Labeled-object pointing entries
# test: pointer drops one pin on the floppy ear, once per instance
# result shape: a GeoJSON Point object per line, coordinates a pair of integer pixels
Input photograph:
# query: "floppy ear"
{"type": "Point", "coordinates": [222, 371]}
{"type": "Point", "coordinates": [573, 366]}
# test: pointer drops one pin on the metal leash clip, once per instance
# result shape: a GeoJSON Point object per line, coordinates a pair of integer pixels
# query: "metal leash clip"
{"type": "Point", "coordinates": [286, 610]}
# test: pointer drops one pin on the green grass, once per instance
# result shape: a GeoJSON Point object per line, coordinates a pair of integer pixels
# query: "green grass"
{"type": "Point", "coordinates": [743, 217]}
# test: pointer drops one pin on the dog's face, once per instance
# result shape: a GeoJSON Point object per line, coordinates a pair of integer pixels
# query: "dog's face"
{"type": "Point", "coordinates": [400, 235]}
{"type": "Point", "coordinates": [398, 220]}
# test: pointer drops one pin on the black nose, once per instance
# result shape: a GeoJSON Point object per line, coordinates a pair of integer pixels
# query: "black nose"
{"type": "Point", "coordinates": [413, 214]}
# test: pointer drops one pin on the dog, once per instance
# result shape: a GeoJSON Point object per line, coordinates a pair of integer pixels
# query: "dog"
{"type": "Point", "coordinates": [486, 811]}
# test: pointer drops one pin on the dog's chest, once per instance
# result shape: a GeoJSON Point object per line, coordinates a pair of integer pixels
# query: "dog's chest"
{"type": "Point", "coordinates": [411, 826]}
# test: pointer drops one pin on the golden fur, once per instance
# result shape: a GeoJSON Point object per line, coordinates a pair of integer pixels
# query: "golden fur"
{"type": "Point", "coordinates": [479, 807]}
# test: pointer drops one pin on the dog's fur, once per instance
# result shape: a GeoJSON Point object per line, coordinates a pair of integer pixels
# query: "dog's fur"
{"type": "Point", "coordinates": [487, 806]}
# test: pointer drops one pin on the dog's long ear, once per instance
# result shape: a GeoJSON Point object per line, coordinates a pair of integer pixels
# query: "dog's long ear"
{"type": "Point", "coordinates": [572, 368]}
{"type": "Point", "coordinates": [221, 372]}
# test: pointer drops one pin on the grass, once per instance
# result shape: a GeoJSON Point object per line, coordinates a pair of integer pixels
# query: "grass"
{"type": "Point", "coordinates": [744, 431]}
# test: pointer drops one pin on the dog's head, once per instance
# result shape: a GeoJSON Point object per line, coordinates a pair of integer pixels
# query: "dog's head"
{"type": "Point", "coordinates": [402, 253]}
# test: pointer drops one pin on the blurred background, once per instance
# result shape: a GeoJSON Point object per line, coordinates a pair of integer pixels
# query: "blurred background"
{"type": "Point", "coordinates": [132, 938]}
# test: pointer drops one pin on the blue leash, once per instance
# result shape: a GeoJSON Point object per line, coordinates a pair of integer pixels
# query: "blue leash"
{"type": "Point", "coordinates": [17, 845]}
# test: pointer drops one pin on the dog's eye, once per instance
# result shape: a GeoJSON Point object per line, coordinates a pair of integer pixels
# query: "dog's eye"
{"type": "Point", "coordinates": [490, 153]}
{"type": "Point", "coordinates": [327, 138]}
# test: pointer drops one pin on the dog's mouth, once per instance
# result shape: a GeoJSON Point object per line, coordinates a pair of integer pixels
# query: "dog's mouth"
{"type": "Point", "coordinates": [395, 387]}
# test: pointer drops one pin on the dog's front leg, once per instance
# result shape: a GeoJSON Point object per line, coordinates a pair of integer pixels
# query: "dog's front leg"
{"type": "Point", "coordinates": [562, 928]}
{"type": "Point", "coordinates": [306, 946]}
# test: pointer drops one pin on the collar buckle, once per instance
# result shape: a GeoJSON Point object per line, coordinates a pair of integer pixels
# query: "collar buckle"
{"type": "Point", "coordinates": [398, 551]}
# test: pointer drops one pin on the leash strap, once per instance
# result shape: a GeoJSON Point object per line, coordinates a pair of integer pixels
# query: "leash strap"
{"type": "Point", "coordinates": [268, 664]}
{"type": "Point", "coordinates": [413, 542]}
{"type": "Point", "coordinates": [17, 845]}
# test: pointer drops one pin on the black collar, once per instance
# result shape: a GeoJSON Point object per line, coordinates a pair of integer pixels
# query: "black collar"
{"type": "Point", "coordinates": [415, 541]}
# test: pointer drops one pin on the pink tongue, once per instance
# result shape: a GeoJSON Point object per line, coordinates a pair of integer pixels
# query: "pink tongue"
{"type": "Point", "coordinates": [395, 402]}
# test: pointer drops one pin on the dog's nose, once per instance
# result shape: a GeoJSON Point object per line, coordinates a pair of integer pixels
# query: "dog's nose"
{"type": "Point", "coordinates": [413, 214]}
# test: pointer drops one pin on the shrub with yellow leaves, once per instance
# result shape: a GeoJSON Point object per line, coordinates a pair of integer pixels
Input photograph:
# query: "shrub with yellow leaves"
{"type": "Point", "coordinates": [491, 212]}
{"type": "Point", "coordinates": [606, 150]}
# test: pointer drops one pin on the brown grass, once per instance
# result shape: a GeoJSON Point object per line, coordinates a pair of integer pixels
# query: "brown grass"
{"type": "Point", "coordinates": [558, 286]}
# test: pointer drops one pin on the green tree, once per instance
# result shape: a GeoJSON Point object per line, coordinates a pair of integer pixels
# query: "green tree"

• Set exercise
Copy every line of the records word for word.

• The answer
# test: pointer drops one pin on the floppy ear, once per instance
# result shape: a GeoJSON Point object per line, coordinates a pair of integer pixels
Input photograph:
# query: "floppy ear"
{"type": "Point", "coordinates": [222, 371]}
{"type": "Point", "coordinates": [573, 366]}
# test: pointer drops one pin on the metal leash clip, once per instance
# result shape: a GeoJSON Point object per line, coordinates a pair of integer pixels
# query: "metal leash clip"
{"type": "Point", "coordinates": [286, 610]}
# test: pointer drops one pin on the green grass, once per instance
# result shape: a GeoJSON Point object per line, coordinates a pair of integer pixels
# query: "green grass"
{"type": "Point", "coordinates": [743, 217]}
# test: pointer drops one pin on the dog's face, once per instance
# result shape: a GeoJSON Point object per line, coordinates a pair of integer pixels
# query: "dog's face"
{"type": "Point", "coordinates": [400, 235]}
{"type": "Point", "coordinates": [398, 220]}
# test: pointer drops one pin on the black nose, once per instance
# result shape: a GeoJSON Point object per line, coordinates a pair of integer pixels
# query: "black nose"
{"type": "Point", "coordinates": [413, 214]}
# test: pointer drops one pin on the dog, once per instance
# result shape: a GeoJSON Point object per line, coordinates a pair of integer pixels
# query: "dog"
{"type": "Point", "coordinates": [486, 811]}
# test: pointer drops one pin on the dog's chest, once per instance
# result shape: a GeoJSON Point object per line, coordinates a pair of integer pixels
# query: "dog's chest"
{"type": "Point", "coordinates": [411, 826]}
# test: pointer drops one pin on the golden fur, once per instance
# result shape: a GeoJSON Point object per line, coordinates a pair of integer pixels
# query: "golden fur"
{"type": "Point", "coordinates": [479, 807]}
# test: pointer drops one pin on the dog's fur, once per instance
# result shape: a GeoJSON Point object per line, coordinates a pair of integer pixels
# query: "dog's fur"
{"type": "Point", "coordinates": [487, 806]}
# test: pointer drops one pin on the dog's long ear, once per instance
# result shape: a GeoJSON Point object per line, coordinates a pair of integer pixels
# query: "dog's long ear"
{"type": "Point", "coordinates": [572, 368]}
{"type": "Point", "coordinates": [221, 372]}
# test: pointer drops one pin on the grass, once per instance
# result shape: a GeoJSON Point object per line, coordinates a pair of integer pixels
# query: "grass"
{"type": "Point", "coordinates": [744, 431]}
# test: pointer drops one pin on the dog's head, once per instance
# result shape: a GeoJSON Point object per line, coordinates a pair of integer pixels
# query: "dog's head"
{"type": "Point", "coordinates": [402, 253]}
# test: pointer drops one pin on the blurred background, once per instance
# result shape: a GeoJSON Point object per line, coordinates a pair of integer pixels
# query: "blurred background"
{"type": "Point", "coordinates": [132, 938]}
# test: pointer drops one pin on the blue leash, once per instance
# result shape: a GeoJSON Point object per line, coordinates a pair of integer pixels
# query: "blue leash"
{"type": "Point", "coordinates": [17, 845]}
# test: pointer drops one pin on the dog's eye, once per instance
# result shape: a GeoJSON Point object per line, coordinates a pair of integer pixels
# query: "dog's eye"
{"type": "Point", "coordinates": [490, 153]}
{"type": "Point", "coordinates": [327, 138]}
# test: pointer drops one pin on the dog's mouth, once per instance
# result shape: a GeoJSON Point object per line, coordinates a pair of integer pixels
# query: "dog's mouth"
{"type": "Point", "coordinates": [395, 387]}
# test: pointer drops one pin on the dog's front leg, once per instance
# result shape: a GeoJSON Point object per line, coordinates a pair of integer pixels
# query: "dog's front leg"
{"type": "Point", "coordinates": [562, 928]}
{"type": "Point", "coordinates": [306, 946]}
# test: pointer drops one pin on the collar buckle, once per instance
# result shape: a GeoJSON Point object per line, coordinates a pair of integer pixels
# query: "collar buckle"
{"type": "Point", "coordinates": [398, 551]}
# test: pointer drops one pin on the leash strap, once per instance
# result shape: a GeoJSON Point object per line, coordinates a pair of integer pixels
# query: "leash strap"
{"type": "Point", "coordinates": [268, 664]}
{"type": "Point", "coordinates": [413, 542]}
{"type": "Point", "coordinates": [17, 845]}
# test: pointer drops one pin on the black collar, once per instance
# result shape: a GeoJSON Point object per line, coordinates a pair of integer pixels
# query: "black collar"
{"type": "Point", "coordinates": [415, 541]}
# test: pointer drops one pin on the pink tongue, once per instance
# result shape: a GeoJSON Point object per line, coordinates a pair of integer pixels
# query: "pink tongue"
{"type": "Point", "coordinates": [395, 402]}
# test: pointer drops one pin on the dog's nose, once per instance
# result shape: a GeoJSON Point object per line, coordinates a pair of integer pixels
# query: "dog's nose"
{"type": "Point", "coordinates": [413, 214]}
# test: pointer drops one pin on the shrub with yellow leaves, once per instance
# result shape: a GeoJSON Point object per line, coordinates a pair of integer pixels
Input photograph:
# query: "shrub with yellow leaves"
{"type": "Point", "coordinates": [491, 212]}
{"type": "Point", "coordinates": [606, 150]}
# test: pointer drops one pin on the brown grass, once per instance
# result shape: a GeoJSON Point object per line, coordinates a pair of integer pixels
# query: "brown grass"
{"type": "Point", "coordinates": [558, 286]}
# test: pointer drops one pin on the green tree, once per instance
# result shape: a GeoJSON Point object per line, coordinates a pair of integer pixels
# query: "green tree"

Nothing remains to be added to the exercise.